── The input

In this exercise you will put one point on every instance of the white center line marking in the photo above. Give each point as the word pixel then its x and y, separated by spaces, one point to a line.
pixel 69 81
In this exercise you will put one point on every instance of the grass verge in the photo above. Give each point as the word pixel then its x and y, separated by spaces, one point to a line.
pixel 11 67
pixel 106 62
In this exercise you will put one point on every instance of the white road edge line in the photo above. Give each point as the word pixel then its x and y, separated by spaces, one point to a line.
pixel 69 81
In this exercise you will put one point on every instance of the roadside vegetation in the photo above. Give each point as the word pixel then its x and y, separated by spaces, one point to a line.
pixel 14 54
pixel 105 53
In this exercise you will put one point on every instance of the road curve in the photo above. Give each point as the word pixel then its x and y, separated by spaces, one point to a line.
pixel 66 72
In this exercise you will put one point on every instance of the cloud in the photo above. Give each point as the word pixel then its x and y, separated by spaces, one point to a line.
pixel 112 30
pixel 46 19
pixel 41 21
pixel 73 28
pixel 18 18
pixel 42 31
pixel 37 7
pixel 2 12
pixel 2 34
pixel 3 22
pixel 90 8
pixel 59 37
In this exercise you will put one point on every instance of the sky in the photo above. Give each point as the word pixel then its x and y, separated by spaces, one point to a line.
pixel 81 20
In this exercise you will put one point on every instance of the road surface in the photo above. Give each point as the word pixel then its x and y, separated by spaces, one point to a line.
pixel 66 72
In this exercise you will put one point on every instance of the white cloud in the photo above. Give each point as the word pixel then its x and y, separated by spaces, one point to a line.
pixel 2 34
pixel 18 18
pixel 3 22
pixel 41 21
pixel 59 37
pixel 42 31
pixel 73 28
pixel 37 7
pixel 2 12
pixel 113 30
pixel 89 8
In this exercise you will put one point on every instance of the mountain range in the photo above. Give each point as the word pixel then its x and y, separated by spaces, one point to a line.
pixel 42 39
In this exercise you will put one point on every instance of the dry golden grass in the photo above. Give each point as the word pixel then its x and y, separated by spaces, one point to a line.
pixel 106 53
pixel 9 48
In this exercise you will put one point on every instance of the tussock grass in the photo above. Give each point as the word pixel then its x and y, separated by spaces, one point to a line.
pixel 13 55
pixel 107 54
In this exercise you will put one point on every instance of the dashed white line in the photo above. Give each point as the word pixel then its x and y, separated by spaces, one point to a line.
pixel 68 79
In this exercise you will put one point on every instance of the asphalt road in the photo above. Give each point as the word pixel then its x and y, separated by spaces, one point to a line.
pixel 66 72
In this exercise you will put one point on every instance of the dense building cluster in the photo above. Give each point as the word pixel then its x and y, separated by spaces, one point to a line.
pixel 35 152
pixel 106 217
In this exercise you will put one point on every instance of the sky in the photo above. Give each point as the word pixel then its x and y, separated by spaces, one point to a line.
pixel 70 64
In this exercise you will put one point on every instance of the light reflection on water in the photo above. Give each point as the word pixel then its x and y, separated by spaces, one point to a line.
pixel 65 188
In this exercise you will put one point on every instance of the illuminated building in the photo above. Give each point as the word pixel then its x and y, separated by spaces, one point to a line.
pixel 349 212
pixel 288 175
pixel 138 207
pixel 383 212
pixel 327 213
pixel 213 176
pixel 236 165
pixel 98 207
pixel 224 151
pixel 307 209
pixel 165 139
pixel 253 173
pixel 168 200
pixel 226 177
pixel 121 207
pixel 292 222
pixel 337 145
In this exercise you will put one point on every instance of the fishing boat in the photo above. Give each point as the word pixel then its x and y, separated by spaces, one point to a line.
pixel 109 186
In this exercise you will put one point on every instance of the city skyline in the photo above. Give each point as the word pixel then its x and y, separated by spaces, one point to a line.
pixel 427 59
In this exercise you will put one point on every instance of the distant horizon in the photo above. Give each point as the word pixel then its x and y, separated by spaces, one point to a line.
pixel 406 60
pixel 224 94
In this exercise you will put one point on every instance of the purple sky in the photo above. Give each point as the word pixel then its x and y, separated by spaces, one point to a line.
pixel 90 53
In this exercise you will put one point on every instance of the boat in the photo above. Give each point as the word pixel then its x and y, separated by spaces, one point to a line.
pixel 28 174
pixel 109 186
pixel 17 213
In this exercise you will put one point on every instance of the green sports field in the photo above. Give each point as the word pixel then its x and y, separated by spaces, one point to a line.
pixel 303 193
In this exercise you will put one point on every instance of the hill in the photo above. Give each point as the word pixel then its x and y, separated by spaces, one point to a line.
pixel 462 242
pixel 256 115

────

* [Problem statement]: Reproduce every line of the records above verbatim, from the first through the last.

* [Result of the exercise]:
In this exercise you will put one point on every instance of the white center line marking in the photo above. Give each point as the word pixel then its x and y, separated by spaces, one point to a line.
pixel 69 81
In this exercise you will put one point on every instance of the grass verge in the photo above. Give each point as the word pixel then its x and y, separated by spaces, one point to a line.
pixel 11 67
pixel 106 62
In this exercise you will put one point on every instance of the white road edge line in the photo above. Give each point as the word pixel then its x and y, separated by spaces, one point to a line.
pixel 69 81
In this exercise you will put one point on every instance of the roadside vegetation in the photo above. Give each point as the word pixel then its x and y, separated by spaces, one point to a line.
pixel 14 54
pixel 105 53
In this exercise you will put one point on every instance of the road curve in the photo above. Give each point as the word pixel then its x and y, separated by spaces, one point to a line.
pixel 66 72
In this exercise you will put one point on every instance of the cloud in the photo above. Give each point as the word pixel then its x and y, separated by spaces, one point to a line.
pixel 112 30
pixel 46 19
pixel 41 21
pixel 73 28
pixel 18 18
pixel 42 31
pixel 37 7
pixel 2 12
pixel 2 34
pixel 3 22
pixel 90 8
pixel 59 37
In this exercise you will put one point on every instance of the sky in the photo above. Give each point as the word pixel then its x and y, separated by spaces, one point to a line.
pixel 81 20
In this exercise you will put one point on every instance of the road surface in the photo above. Give each point as the word pixel then its x and y, separated by spaces, one point to a line.
pixel 66 72
In this exercise you will put one point on every instance of the white cloud in the photo above. Give each point as the word pixel then its x and y, separated by spaces, one point to a line.
pixel 2 34
pixel 18 18
pixel 3 22
pixel 41 21
pixel 59 37
pixel 42 31
pixel 73 28
pixel 37 7
pixel 2 12
pixel 113 30
pixel 89 8
In this exercise you will put one point on every instance of the mountain range in the photo above. Give each point as the word pixel then its x and y, separated by spaces, one point to a line.
pixel 42 39
In this exercise you will put one point on every instance of the dry golden grass in the photo above. Give each point as the word pixel then its x and y, separated by spaces, one point to a line.
pixel 106 53
pixel 9 48
In this exercise you will put one point on every instance of the tussock grass in the photo above. Give each point as the word pixel then its x and y, separated by spaces, one point to a line.
pixel 13 55
pixel 107 54
In this exercise you will put one point on every instance of the dashed white line in the photo above. Give each point as the word pixel then its x and y, separated by spaces, one point to a line.
pixel 68 79
In this exercise you will put one point on every instance of the asphalt road in the photo above. Give each point as the word pixel then its x and y, separated by spaces, one point to a line.
pixel 66 72
In this exercise you will put one point on every instance of the dense building cluster in the photo above. Give each point as the word pixel then its x and y, separated by spaces, one point to a line.
pixel 35 152
pixel 106 217
In this exercise you will put one point on every instance of the sky in the photo above. Give each point as the word pixel then its x and y, separated by spaces, one point to a line.
pixel 70 64
In this exercise you will put one point on every instance of the light reflection on water in the photo above. Give each point as the word pixel then its x and y, separated by spaces, one point to a line.
pixel 65 188
In this exercise you will put one point on every instance of the illuminated building in the photo above. Give each point as the word pixel then its x and y, separated by spaces, one point to a line.
pixel 349 212
pixel 288 175
pixel 138 207
pixel 383 212
pixel 327 213
pixel 213 176
pixel 236 165
pixel 98 207
pixel 224 151
pixel 307 209
pixel 165 139
pixel 253 173
pixel 168 200
pixel 226 177
pixel 121 207
pixel 292 222
pixel 337 145
In this exercise you will put one point on every instance of the fishing boat in the photo above. Give each point as the word pixel then its x and y, separated by spaces, one point to a line.
pixel 109 186
In this exercise you will put one point on every instance of the city skyline in the photo above. Give each point as the word pixel then its x and y, separated by spaces, one point to a line.
pixel 427 59
In this exercise you will put one point on every instance of the distant horizon in the photo above. Give each point as the word pixel then its x and y, separated by spaces, one point to a line.
pixel 406 60
pixel 224 94
In this exercise you will put one point on every instance of the purple sky in the photo above. Give each point as the word pixel then its x and y, separated by spaces, one point to a line.
pixel 90 53
In this exercise you will put one point on every instance of the boat in the photo above. Give each point as the word pixel then its x and y, separated by spaces, one point to a line.
pixel 28 174
pixel 109 186
pixel 17 213
In this exercise you will put one point on every instance of the green sports field in the photo above. Give each point as the word pixel then its x and y, separated by spaces, one point to a line.
pixel 303 193
In this exercise you will put one point on every instance of the hill in the photo above. Give each point as the word pixel then its x and y, separated by spaces, one point to a line.
pixel 462 242
pixel 256 115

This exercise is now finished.